> **WHAT TO WORK ON**
For this exercise, report every line of the material that includes "beam".

--------------------------------------------------

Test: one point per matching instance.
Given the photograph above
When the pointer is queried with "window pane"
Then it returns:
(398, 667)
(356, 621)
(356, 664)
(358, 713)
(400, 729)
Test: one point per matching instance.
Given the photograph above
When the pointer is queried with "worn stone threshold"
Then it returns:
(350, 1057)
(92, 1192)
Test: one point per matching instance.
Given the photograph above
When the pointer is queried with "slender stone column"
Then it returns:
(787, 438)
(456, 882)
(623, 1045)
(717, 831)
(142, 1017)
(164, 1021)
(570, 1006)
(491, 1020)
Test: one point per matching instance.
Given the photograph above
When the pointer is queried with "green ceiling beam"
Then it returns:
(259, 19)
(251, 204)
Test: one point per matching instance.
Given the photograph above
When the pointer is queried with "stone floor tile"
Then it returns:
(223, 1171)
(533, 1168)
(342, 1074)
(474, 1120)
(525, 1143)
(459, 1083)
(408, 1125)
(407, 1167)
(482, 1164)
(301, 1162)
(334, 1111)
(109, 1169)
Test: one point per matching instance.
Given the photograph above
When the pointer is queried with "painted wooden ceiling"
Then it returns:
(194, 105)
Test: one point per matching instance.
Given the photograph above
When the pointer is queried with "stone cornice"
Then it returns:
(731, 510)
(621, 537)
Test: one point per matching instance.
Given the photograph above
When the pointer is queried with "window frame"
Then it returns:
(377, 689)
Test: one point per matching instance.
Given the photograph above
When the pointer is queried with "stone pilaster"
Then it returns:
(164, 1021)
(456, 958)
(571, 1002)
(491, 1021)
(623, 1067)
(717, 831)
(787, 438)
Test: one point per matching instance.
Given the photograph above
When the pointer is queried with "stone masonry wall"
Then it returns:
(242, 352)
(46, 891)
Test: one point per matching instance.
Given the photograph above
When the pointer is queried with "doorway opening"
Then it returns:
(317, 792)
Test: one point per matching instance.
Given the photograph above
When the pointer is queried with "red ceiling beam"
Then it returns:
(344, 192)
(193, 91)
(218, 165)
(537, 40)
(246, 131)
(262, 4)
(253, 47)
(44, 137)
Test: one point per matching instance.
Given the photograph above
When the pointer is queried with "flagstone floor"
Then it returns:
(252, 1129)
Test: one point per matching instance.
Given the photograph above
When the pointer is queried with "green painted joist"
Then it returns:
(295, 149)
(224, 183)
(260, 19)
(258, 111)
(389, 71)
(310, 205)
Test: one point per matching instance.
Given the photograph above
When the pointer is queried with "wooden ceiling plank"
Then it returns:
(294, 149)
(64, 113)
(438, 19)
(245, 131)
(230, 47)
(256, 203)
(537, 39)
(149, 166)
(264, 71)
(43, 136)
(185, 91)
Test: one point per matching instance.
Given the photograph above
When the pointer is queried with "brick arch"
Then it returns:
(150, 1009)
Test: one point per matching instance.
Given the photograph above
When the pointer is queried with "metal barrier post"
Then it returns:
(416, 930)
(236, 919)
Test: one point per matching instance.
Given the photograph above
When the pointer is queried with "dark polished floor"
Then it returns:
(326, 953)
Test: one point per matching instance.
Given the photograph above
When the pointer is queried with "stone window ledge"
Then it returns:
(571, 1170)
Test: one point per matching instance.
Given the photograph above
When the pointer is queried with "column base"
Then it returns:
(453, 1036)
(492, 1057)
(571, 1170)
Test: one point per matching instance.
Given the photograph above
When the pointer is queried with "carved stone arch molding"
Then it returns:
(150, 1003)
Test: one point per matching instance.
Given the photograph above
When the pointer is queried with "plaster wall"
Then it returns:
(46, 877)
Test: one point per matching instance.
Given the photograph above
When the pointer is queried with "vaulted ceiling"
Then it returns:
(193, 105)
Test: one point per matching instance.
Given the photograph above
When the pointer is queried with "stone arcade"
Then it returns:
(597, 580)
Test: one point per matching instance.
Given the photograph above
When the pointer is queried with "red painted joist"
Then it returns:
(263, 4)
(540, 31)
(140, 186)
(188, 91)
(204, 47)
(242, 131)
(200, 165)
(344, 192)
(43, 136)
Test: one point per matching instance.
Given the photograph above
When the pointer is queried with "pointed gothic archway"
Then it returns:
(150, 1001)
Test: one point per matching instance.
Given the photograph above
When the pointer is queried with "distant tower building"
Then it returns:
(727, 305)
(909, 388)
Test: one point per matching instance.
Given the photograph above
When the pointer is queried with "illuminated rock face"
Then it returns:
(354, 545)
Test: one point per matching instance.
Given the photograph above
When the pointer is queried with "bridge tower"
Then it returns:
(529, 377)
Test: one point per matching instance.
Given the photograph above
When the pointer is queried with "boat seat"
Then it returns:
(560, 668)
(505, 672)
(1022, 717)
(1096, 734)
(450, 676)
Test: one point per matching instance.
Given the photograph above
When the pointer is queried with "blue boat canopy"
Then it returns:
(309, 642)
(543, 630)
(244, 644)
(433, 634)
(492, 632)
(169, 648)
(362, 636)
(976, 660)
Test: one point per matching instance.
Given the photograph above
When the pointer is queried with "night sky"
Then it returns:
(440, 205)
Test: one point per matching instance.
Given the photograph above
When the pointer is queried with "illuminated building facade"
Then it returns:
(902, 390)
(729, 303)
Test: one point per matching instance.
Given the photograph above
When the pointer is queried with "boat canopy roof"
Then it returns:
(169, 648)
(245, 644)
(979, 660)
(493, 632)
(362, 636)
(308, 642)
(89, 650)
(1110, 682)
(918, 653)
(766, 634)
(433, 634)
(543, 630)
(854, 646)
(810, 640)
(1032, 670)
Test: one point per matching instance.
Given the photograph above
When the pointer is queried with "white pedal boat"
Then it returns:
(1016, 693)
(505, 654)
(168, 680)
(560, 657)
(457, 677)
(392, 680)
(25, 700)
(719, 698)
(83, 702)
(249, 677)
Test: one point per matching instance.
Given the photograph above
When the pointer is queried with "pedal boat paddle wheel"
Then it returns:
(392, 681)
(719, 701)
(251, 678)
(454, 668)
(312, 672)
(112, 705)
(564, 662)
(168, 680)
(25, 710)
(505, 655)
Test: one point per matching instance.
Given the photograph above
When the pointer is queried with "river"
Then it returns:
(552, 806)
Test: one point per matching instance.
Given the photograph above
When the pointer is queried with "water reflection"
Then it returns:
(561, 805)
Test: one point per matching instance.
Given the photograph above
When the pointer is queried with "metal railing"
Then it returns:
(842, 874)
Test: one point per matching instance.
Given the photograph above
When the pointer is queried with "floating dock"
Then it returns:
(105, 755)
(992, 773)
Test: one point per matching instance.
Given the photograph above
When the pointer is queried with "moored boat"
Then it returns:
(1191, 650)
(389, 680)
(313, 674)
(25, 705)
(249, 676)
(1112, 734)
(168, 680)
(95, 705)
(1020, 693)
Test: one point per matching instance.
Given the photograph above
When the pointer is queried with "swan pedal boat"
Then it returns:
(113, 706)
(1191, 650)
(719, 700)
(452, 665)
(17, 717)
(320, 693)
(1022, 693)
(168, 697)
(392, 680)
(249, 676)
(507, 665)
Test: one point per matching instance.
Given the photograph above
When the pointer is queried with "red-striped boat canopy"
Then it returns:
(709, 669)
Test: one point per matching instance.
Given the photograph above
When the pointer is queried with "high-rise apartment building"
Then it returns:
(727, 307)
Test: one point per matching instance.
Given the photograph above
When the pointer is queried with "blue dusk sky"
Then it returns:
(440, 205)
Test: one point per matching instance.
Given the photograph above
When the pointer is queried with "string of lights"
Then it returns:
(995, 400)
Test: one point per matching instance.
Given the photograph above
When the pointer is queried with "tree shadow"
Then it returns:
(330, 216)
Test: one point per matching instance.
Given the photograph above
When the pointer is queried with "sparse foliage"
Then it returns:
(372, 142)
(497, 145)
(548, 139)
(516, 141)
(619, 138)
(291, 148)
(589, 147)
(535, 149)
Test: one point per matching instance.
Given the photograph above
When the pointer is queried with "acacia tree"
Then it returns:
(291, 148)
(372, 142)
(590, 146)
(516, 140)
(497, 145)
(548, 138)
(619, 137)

--------------------------------------------------

> **PROBLEM SOLUTION**
When the pointer is queried with "green ceiling beam"
When the pointer is queried with "red ceiling beam"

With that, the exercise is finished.